• WHAT YOU WILL DO
The answer must be a single number: the count of lines in the listing that hold the string "Phrase".

━━━━

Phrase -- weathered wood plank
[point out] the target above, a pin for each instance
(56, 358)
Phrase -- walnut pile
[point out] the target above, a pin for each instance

━━━━

• EXPECTED ANSWER
2